*What is asked*
Copy the entire listing below line for line, keeping every word, number, and punctuation mark unchanged.

*Information given*
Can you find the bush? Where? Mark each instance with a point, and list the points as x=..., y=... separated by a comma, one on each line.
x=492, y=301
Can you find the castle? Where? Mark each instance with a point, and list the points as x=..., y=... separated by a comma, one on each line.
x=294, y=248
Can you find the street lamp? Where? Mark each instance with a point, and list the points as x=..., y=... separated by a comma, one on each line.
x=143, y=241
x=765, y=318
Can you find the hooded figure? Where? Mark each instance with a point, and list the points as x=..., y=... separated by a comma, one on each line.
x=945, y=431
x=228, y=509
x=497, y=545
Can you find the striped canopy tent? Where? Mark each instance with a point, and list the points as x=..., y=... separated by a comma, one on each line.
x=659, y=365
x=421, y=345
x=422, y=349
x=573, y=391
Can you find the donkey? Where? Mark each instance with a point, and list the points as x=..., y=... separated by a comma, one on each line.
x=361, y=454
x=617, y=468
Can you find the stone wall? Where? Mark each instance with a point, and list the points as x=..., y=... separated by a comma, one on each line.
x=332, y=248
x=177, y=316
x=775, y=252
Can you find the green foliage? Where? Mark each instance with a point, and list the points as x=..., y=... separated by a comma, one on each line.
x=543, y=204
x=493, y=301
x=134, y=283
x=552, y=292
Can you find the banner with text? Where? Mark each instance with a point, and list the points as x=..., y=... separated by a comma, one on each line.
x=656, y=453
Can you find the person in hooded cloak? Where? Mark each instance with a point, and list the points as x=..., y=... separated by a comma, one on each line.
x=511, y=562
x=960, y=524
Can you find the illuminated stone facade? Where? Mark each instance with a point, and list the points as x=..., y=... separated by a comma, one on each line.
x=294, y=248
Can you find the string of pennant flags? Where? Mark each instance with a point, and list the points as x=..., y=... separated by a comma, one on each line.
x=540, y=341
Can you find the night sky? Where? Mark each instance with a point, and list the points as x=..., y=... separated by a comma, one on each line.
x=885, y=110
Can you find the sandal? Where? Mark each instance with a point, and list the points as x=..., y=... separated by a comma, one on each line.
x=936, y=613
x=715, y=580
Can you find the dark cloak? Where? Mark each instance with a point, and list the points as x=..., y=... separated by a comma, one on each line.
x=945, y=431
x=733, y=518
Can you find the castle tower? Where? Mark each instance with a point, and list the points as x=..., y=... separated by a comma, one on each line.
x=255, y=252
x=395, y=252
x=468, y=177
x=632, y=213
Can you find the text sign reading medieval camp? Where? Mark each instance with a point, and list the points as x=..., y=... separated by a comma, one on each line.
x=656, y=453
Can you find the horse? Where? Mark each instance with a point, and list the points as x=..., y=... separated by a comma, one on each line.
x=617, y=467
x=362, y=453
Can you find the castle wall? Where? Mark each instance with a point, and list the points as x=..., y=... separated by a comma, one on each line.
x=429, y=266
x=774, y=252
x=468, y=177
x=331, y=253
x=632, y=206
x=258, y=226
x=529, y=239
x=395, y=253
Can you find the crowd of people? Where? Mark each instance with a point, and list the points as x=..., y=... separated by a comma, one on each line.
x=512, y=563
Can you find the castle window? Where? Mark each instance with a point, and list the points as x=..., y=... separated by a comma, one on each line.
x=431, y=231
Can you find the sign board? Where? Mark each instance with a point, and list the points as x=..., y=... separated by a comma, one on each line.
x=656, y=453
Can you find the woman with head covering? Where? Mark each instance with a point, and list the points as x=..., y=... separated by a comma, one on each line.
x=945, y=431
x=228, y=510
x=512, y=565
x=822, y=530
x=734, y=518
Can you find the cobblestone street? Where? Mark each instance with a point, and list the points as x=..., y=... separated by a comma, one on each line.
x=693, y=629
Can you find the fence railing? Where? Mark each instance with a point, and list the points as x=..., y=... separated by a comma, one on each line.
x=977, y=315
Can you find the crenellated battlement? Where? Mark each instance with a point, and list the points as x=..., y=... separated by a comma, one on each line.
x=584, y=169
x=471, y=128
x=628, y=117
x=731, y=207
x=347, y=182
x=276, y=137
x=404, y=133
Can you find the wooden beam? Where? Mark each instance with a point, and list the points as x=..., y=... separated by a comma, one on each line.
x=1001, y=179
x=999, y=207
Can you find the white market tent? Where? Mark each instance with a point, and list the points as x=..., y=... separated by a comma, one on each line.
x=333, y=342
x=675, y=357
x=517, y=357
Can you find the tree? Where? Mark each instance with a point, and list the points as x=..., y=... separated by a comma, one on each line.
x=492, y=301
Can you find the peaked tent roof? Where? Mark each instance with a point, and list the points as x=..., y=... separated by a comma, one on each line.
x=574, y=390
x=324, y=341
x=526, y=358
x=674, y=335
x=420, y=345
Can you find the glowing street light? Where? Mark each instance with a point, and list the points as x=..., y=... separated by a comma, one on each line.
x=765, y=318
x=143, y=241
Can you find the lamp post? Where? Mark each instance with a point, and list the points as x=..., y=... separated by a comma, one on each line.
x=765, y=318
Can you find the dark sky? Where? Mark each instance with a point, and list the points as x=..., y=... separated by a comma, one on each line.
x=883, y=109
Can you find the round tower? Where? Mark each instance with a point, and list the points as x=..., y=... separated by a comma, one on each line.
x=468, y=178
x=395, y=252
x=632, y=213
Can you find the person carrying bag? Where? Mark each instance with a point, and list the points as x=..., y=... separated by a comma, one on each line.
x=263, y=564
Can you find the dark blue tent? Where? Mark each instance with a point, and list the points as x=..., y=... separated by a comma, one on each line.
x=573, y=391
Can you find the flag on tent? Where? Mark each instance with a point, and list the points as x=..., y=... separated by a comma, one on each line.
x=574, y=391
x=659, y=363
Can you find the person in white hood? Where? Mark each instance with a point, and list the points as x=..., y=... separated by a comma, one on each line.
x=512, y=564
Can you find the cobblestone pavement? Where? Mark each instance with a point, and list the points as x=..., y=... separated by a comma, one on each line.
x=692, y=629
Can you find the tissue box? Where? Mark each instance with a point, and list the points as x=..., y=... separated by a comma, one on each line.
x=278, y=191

*Solution*
Can you find the bush? Where? Mark each instance with a point, and list the points as x=..., y=... separated by a comma, one on each line.
x=492, y=301
Can you find the castle? Where? Mark each instance with a point, and list the points as x=..., y=... separated by a comma, one on each line.
x=294, y=248
Can you find the street lamp? Where? Mark each instance with a point, and list the points as x=..., y=... separated by a comma, one on each line.
x=143, y=241
x=765, y=318
Can you find the hooded figure? Where? Mark each instance with a point, and list the points as x=..., y=... separated by a comma, one on each line.
x=945, y=431
x=228, y=509
x=497, y=545
Can you find the striped canopy tent? Where? Mark each instance with a point, and list the points as x=..., y=... separated by a comma, one on each line.
x=659, y=365
x=421, y=345
x=422, y=349
x=573, y=391
Can you find the donkey? Where? Mark each instance with a point, and list the points as x=..., y=... separated by a comma, one on each line.
x=361, y=454
x=617, y=468
Can you find the stone wall? Where? Mark each instance with a point, and list the points as x=..., y=... separated by a comma, one on each line.
x=332, y=248
x=177, y=316
x=775, y=252
Can you find the green foliage? Where? Mark each instance with a point, and list the points as x=..., y=... separated by a comma, one on each line.
x=543, y=204
x=493, y=301
x=134, y=283
x=552, y=292
Can you find the banner with text? Where? Mark each instance with a point, and list the points as x=..., y=... separated by a comma, one on each line.
x=656, y=453
Can you find the person in hooded cloak? Where? Mark each instance with a point, and list the points as x=..., y=... separated by a comma, one on each line.
x=511, y=562
x=960, y=524
Can you find the illuminated stone facade? Where? Mark each instance with a point, and list the points as x=..., y=... separated by a comma, one on each line.
x=294, y=248
Can you find the string of pennant flags? Where? Mark each instance with a point, and list the points as x=..., y=... separated by a comma, one on each line.
x=540, y=341
Can you find the night sky? Where? Mark each instance with a point, and list the points as x=..., y=... separated by a comma, one on each line.
x=885, y=110
Can you find the sandal? Where? Mark each instance with a point, and list the points as x=..., y=... separated by a comma, one on each line.
x=936, y=613
x=715, y=580
Can you find the dark cloak? Where? Mark each instance with a point, and list the points as x=..., y=... separated by a comma, one on each line.
x=945, y=431
x=733, y=518
Can you find the castle tower? Where? Mark each instance with a point, and list the points as x=..., y=... separated by a comma, one on each line.
x=255, y=252
x=395, y=252
x=468, y=177
x=632, y=213
Can you find the text sign reading medieval camp? Where? Mark each instance with a point, and list the points as x=..., y=... separated by a comma, one on each line.
x=656, y=453
Can you find the horse? Where? Mark each instance with a point, and list the points as x=..., y=... separated by a comma, one on each line.
x=617, y=467
x=362, y=453
Can you find the castle wall? Where? Mark each instance with a point, and list the points as x=..., y=... separated by a comma, one on each line.
x=429, y=266
x=774, y=252
x=468, y=177
x=331, y=253
x=632, y=206
x=258, y=226
x=529, y=239
x=395, y=253
Can you find the crowd of people? Where? Mark each instance with a point, and list the points as x=..., y=... separated by a comma, one on each line.
x=512, y=563
Can you find the castle window? Where? Mark each instance with a point, and list the points as x=..., y=... separated by a comma, one on each line.
x=431, y=231
Can you find the sign board? Where? Mark each instance with a point, and list the points as x=..., y=... separated by a comma, one on each line.
x=656, y=453
Can you find the woman with head covering? Where? Mark each instance with a point, and list the points as x=..., y=... separated by a comma, one on each line.
x=945, y=431
x=228, y=510
x=512, y=565
x=822, y=530
x=734, y=518
Can you find the cobblestone street? Where? Mark each instance with a point, and list the points as x=..., y=... separated by a comma, one on each line.
x=693, y=629
Can you find the fence railing? Where? Mark each instance with a point, and list the points as x=..., y=... separated by a comma, one on each line.
x=977, y=315
Can you find the crenellated battlement? Where? Mark each instance with a point, and list the points as x=..., y=... separated by a comma, one on each line.
x=584, y=169
x=471, y=128
x=628, y=117
x=731, y=207
x=347, y=182
x=276, y=137
x=404, y=133
Can you find the wooden beam? Where? Mark each instance with a point, and list the points as x=..., y=... separated by a comma, one on each line.
x=1001, y=179
x=999, y=207
Can you find the white market tent? Where? Mark each instance with a point, and list the points as x=..., y=... separated by a comma, one on each line.
x=333, y=342
x=675, y=357
x=517, y=357
Can you find the tree? Where? Mark each instance with a point, and list the points as x=..., y=... separated by a comma, one on each line.
x=492, y=301
Can you find the peaked tent roof? Where? Mark each instance with a point, and list the points as x=..., y=... separated by a comma, one on each line.
x=574, y=390
x=324, y=341
x=526, y=358
x=674, y=335
x=420, y=345
Can you find the glowing street light? Where? Mark each instance with a point, and list the points as x=..., y=... separated by a comma, one on each line.
x=765, y=318
x=143, y=241
Can you find the lamp post? Where? Mark each instance with a point, and list the points as x=..., y=... separated by a comma, one on each line.
x=765, y=318
Can you find the dark sky? Where? Mark each instance with a point, and list the points as x=..., y=... separated by a comma, one on each line.
x=883, y=109
Can you find the round tower? Where? Mark each instance with a point, and list the points as x=..., y=... separated by a comma, one on each line.
x=468, y=178
x=395, y=252
x=632, y=213
Can you find the person carrying bag? Where? Mark each instance with a point, and list the points as x=..., y=... separated by a comma, one on each line.
x=263, y=564
Can you find the dark blue tent? Where? Mark each instance with a point, and list the points as x=..., y=... separated by a comma, one on each line.
x=573, y=391
Can you find the flag on tent? Where? Mark each instance with a point, and list the points as x=..., y=... separated by a comma, one on each line.
x=574, y=391
x=659, y=363
Can you find the person in white hood? Where? Mark each instance with a point, and list the points as x=..., y=... separated by a comma, one on each line.
x=512, y=564
Can you find the cobblestone pavement? Where? Mark each instance with a point, and list the points as x=..., y=... separated by a comma, one on each line.
x=692, y=629
Can you find the tissue box? Where? Mark each instance with a point, and list the points as x=..., y=... separated by a comma, one on each line.
x=278, y=191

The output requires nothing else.